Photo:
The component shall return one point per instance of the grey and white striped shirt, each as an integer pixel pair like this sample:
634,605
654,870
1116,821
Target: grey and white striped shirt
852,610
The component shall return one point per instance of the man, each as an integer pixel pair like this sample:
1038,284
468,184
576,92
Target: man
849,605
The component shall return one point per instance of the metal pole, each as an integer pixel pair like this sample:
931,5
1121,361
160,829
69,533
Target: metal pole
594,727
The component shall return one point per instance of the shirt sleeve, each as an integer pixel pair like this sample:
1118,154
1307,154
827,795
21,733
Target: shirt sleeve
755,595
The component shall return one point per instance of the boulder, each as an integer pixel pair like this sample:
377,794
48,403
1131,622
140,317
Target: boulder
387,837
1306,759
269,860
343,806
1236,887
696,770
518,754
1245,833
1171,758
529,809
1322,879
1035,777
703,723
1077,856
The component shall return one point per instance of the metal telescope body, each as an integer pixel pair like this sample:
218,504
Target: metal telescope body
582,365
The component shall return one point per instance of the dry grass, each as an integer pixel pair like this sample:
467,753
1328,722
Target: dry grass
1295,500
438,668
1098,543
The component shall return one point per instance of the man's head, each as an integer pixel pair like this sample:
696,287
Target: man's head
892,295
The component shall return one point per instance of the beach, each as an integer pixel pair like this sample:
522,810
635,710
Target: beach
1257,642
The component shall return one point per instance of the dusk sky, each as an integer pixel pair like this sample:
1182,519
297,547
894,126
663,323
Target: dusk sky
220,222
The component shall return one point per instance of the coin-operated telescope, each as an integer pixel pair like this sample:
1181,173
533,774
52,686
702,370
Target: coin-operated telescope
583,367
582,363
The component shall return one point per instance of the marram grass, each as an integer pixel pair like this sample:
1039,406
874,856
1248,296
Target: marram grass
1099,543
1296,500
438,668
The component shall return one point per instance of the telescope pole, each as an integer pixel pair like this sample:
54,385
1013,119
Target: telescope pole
--------------------------------------------------
• SHORT TASK
Put each line of the items above into a JSON list of strings, one string per line, and skip any blank lines.

• ANSWER TO THE PROBLEM
[
  "Photo:",
  "The component shall return one point per instance of the grey and white striped shirt, each as an integer pixel pair like this sample:",
  "634,605",
  "654,870",
  "1116,821",
  "Target: grey and white striped shirt",
  "852,610",
  "The component shall return one point per instance of the man, each as an integer pixel pair like this sample:",
  "1038,284",
  "468,184",
  "576,92",
  "Target: man",
  "849,605",
  "The component shall return one point per instance of the metal pole, each as an integer pixel pair like this sample:",
  "931,5",
  "1121,361",
  "160,829",
  "69,533",
  "Target: metal pole",
  "594,727",
  "The component shall return one point per instance of the shirt sleeve, each as an integer pixel pair like this sample:",
  "1118,154",
  "1307,154",
  "827,795",
  "21,733",
  "Target: shirt sleeve",
  "755,595",
  "The component shall return one point per instance of the boulder, each as an integer pixel pair like this sample:",
  "377,794",
  "48,403",
  "1131,622",
  "140,317",
  "Target: boulder",
  "387,837",
  "1306,759",
  "269,860",
  "343,806",
  "1236,887",
  "696,770",
  "518,754",
  "1245,833",
  "1171,758",
  "529,809",
  "1322,879",
  "1035,777",
  "703,723",
  "1077,856",
  "The component shall return one point per instance of the metal telescope body, each as an integer pixel pair like this sample:",
  "218,504",
  "Target: metal telescope body",
  "582,365",
  "The component shall return one point per instance of the dry grass, each as an integer pixel pair like this sample:",
  "467,753",
  "1328,722",
  "Target: dry grass",
  "1295,500",
  "438,668",
  "1098,543",
  "The component shall return one point per instance of the man's head, each as an integer pixel pair like this sample:",
  "696,287",
  "Target: man's head",
  "892,295",
  "The component shall return one point per instance of the beach, each as an integer pixel pair like this sample:",
  "522,810",
  "635,710",
  "Target: beach",
  "1257,642",
  "The component shall return one point per instance of the dusk sky, each as an integer pixel pair like this sample:",
  "1182,519",
  "297,547",
  "894,126",
  "663,323",
  "Target: dusk sky",
  "220,222",
  "The component shall return one point per instance of the coin-operated telescope, each as an integer pixel pair like this sample:",
  "1181,173",
  "533,774",
  "52,686",
  "702,370",
  "Target: coin-operated telescope",
  "583,367",
  "582,363",
  "The component shall return one point per instance of the marram grass, each as an integer pixel pair like this sample:",
  "1039,406",
  "874,856",
  "1248,296",
  "Target: marram grass",
  "1099,543",
  "1296,500",
  "438,668",
  "The component shall return one point per instance of the telescope pole, each as an integer pixel pair like this sample:",
  "54,385",
  "1013,119",
  "Target: telescope pole"
]